**Görev**: Verilen metinde adı ve soyadıyla geçen bütün kişileri, metinde belirtilen unvanlarıyla birlikte sıralayın.

**Verilen metin**:

↓↓↓

15 yıl sonra ilk kez Türkiye’den İsrail‘e Dışişleri Bakanı seviyesinde bir ziyaret yapılacak. Dışişleri Bakanı Mevlüt Çavuşoğlu yarın İsrail‘e gidecek. Türkiye, Çavuşoğlu ile İsrail Dışişleri Bakanı Yair Lapid arasında gerçekleşecek görüşmelerden, başta karşılıklı büyükelçi atanması dâhil normalleşmenin somut adımlarla hızlanması kararının çıkmasını bekliyor.
Türkiye’ye göre daha temkinli bir seyir izleyen İsrail ise ekonomi ve yenilebilir enerji gibi daha az siyasi taahhüt gerektiren alanları öne çıkarma arayışında. İsrail açısından Hamas’ın Türkiye’de devam eden varlığı sorun olmaya devam ediyor.
Bakan Çavuşoğlu bugün önce Filistin’i ziyaret etti, Filistin Dışişleri Bakanı Riyad Malki ile görüştü. “Bağımsız ve egemen bir devlete sahip olma mücadelesinde Filistinli kardeşlerimizin yanında olmaya devam edeceğiz” diyen Çavuşoğlu, Filistin Devlet Başkanı Mahmud Abbas’la da bir araya gelecek.

↑↑↑

**Veri satırları**:

↓↓↓

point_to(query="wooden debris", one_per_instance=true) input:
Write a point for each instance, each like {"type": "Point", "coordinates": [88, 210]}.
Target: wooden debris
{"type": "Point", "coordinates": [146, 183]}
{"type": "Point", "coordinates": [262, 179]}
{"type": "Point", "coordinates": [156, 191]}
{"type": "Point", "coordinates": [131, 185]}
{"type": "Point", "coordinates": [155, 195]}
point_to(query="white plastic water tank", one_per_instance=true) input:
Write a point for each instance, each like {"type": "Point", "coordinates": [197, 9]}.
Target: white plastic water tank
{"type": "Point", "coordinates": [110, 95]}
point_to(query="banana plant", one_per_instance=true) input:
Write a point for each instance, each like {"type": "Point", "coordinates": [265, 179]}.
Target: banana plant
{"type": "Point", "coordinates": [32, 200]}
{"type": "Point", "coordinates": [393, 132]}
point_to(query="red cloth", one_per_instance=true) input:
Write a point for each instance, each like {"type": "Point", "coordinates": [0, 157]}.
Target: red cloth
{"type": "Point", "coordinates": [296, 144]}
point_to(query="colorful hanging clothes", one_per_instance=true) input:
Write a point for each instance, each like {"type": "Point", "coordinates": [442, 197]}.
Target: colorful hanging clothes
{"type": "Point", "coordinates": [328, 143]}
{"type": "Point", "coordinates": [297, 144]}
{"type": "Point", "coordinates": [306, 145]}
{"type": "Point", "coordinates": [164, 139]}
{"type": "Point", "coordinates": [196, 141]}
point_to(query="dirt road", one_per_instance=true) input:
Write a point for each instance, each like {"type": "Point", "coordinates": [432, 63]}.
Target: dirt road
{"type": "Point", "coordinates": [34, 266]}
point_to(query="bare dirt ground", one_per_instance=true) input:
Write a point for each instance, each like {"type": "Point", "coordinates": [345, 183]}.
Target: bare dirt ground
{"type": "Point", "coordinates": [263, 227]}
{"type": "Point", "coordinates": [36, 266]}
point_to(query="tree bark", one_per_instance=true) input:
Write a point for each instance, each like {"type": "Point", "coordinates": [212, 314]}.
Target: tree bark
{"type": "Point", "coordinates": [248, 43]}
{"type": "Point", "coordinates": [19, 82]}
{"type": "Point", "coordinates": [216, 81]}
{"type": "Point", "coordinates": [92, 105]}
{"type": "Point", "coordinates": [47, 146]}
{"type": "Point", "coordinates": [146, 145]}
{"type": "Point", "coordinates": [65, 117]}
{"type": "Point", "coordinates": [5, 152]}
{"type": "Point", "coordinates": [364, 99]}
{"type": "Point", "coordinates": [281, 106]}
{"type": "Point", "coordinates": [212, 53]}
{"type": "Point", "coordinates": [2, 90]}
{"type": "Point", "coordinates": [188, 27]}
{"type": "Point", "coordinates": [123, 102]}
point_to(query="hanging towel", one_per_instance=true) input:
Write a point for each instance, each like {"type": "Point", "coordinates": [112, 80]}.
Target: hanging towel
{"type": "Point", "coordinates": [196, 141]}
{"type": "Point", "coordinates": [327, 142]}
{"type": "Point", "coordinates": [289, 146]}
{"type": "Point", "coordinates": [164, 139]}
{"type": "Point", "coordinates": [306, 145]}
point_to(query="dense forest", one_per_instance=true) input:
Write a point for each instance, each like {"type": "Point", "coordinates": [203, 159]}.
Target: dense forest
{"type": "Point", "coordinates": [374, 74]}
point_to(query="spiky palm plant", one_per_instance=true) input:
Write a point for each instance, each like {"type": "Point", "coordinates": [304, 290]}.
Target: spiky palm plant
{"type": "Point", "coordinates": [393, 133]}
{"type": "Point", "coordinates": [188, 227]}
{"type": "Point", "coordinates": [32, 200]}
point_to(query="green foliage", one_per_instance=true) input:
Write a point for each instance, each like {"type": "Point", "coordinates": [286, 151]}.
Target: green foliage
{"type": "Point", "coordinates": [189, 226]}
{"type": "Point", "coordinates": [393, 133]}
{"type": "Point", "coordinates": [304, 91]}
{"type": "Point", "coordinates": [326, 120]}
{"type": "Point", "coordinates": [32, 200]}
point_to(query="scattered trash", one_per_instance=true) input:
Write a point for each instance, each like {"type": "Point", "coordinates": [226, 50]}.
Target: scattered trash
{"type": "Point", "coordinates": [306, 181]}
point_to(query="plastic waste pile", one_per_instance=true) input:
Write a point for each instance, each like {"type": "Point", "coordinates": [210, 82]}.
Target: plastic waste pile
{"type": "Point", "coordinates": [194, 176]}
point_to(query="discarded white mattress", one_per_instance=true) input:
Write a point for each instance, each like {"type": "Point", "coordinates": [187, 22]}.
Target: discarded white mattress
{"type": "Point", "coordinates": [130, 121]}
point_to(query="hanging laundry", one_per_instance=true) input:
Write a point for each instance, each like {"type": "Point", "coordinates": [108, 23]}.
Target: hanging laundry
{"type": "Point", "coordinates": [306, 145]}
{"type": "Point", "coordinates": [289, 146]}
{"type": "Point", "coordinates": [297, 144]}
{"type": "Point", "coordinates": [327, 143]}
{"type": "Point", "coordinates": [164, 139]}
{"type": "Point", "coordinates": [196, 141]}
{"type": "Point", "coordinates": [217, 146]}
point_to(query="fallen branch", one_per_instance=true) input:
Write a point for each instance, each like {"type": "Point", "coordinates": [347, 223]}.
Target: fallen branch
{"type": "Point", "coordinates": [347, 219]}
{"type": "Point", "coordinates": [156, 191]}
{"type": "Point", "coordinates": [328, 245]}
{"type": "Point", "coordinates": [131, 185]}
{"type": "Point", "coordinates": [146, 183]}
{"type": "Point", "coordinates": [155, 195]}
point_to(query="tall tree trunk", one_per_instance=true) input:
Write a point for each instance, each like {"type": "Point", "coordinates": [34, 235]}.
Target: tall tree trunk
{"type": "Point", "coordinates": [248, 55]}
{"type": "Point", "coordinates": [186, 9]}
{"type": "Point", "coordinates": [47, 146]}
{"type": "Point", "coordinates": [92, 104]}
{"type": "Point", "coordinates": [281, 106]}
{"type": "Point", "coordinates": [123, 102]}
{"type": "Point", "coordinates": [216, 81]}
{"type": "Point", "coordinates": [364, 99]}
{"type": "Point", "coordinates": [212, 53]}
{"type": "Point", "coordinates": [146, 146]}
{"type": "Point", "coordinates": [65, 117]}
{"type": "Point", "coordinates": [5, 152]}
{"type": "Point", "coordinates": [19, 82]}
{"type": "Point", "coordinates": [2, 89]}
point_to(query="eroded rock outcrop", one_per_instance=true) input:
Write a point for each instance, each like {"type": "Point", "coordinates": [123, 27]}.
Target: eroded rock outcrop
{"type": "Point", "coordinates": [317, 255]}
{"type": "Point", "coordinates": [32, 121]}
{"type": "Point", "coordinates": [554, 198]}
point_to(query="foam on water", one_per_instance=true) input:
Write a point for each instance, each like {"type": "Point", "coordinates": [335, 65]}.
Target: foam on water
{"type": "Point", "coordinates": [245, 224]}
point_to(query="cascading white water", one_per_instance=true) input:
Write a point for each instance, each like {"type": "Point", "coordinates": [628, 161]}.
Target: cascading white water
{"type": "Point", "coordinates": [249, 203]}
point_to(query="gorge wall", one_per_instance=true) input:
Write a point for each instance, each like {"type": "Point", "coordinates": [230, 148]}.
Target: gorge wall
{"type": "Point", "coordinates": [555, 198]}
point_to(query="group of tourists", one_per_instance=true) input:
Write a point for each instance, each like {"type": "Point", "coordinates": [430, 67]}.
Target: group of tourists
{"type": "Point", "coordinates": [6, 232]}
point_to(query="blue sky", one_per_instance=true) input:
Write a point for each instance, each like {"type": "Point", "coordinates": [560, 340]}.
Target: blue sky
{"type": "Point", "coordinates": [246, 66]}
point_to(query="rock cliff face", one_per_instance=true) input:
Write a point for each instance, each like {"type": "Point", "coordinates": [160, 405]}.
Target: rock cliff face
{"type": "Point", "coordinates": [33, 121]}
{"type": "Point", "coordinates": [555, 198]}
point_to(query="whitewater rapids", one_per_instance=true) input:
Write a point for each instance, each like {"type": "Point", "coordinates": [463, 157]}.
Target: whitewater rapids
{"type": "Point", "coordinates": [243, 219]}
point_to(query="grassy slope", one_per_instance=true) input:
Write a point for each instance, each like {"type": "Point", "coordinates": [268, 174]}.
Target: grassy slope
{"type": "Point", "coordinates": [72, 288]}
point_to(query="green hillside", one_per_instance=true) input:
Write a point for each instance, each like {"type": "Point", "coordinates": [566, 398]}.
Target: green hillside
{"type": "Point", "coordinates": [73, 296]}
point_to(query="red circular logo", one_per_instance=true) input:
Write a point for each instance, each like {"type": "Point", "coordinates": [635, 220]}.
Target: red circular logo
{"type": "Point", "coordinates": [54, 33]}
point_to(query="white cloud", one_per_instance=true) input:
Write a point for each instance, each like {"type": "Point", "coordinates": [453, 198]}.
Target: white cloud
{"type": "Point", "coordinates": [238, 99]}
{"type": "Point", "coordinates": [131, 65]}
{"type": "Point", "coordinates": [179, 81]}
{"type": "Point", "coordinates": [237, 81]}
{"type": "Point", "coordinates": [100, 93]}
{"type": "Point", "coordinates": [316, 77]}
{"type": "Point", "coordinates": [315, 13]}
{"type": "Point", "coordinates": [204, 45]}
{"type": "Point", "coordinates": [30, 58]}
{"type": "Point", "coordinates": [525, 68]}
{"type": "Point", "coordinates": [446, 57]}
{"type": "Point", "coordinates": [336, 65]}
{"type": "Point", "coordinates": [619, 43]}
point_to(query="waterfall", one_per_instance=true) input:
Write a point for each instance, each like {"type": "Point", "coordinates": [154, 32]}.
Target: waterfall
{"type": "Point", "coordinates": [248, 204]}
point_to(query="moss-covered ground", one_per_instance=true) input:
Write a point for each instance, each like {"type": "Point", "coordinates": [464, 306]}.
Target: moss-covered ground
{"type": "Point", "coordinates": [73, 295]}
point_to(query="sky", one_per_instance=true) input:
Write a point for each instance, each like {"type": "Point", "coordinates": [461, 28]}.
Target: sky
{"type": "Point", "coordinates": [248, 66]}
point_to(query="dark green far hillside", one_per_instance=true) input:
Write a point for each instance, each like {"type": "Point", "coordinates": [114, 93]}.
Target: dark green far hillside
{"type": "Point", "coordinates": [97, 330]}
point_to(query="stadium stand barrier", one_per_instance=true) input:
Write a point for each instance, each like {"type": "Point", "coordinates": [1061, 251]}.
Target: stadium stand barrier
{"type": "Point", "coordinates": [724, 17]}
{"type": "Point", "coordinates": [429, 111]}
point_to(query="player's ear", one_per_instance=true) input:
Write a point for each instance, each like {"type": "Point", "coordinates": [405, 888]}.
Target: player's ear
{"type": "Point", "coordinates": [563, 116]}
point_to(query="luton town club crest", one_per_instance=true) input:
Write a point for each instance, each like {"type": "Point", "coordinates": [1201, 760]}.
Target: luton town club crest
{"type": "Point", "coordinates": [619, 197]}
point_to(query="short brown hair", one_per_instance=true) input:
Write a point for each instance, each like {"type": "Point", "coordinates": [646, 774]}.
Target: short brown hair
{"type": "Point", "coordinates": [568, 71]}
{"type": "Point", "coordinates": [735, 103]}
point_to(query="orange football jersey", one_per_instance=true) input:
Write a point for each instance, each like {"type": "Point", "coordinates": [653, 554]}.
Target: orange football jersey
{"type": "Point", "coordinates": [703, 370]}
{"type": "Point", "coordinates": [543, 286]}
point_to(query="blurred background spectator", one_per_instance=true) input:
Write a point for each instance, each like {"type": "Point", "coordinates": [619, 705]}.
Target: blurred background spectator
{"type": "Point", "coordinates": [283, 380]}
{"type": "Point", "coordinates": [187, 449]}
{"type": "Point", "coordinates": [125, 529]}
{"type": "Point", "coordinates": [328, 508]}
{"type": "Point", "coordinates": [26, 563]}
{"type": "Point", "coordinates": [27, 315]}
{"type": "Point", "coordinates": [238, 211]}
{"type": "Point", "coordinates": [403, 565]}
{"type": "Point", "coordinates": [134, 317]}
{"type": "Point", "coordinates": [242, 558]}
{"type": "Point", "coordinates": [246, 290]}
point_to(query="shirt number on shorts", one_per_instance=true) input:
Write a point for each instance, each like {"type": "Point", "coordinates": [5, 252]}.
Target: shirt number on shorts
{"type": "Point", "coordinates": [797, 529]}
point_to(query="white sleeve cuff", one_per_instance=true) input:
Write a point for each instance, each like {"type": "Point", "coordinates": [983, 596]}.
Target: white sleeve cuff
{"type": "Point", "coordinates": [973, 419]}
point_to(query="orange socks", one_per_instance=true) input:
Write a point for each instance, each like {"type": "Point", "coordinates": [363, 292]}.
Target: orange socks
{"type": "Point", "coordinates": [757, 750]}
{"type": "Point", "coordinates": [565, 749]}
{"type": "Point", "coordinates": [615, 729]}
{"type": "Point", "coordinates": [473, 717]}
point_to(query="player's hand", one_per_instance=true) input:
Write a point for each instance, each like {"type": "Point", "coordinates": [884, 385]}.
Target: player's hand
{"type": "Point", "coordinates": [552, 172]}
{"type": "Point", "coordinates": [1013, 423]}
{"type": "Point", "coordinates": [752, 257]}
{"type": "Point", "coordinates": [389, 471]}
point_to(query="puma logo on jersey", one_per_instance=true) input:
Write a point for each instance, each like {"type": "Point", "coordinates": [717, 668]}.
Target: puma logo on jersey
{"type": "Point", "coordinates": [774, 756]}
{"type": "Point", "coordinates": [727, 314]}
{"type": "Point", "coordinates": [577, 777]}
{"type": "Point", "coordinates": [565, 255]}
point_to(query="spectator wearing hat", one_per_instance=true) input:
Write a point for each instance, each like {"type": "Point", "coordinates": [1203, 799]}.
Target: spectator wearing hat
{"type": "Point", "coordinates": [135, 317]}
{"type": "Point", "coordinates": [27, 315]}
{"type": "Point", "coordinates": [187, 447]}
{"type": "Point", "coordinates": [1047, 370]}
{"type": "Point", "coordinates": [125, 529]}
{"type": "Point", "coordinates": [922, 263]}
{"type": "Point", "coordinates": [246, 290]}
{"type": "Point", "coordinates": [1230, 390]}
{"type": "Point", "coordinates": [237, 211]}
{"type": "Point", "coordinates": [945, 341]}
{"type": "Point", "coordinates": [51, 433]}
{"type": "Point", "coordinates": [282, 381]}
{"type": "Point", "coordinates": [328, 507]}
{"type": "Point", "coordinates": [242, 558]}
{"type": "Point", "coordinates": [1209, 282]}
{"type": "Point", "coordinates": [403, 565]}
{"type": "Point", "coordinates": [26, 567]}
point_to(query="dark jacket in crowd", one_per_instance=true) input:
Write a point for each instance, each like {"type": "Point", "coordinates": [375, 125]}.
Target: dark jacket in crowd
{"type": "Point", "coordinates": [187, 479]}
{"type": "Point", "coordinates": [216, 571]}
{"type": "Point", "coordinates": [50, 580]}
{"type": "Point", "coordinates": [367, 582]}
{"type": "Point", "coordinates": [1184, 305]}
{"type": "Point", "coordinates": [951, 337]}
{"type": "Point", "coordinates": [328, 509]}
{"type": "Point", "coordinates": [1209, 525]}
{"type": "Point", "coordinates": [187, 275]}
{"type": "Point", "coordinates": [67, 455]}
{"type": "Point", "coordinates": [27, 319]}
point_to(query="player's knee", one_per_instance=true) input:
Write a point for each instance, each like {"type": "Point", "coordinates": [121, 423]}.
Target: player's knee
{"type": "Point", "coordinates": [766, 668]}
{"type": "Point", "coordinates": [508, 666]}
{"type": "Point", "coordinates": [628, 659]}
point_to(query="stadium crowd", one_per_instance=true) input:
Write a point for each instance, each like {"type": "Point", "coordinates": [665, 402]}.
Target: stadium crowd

↑↑↑

**Alıştırmanın çözümü**:
- Mevlüt Çavuşoğlu: Dışişleri Bakanı
- Yair Lapid: İsrail Dışişleri Bakanı
- Riyad Malki: Filistin Dışişleri Bakanı
- Mahmud Abbas: Filistin Devlet Başkanı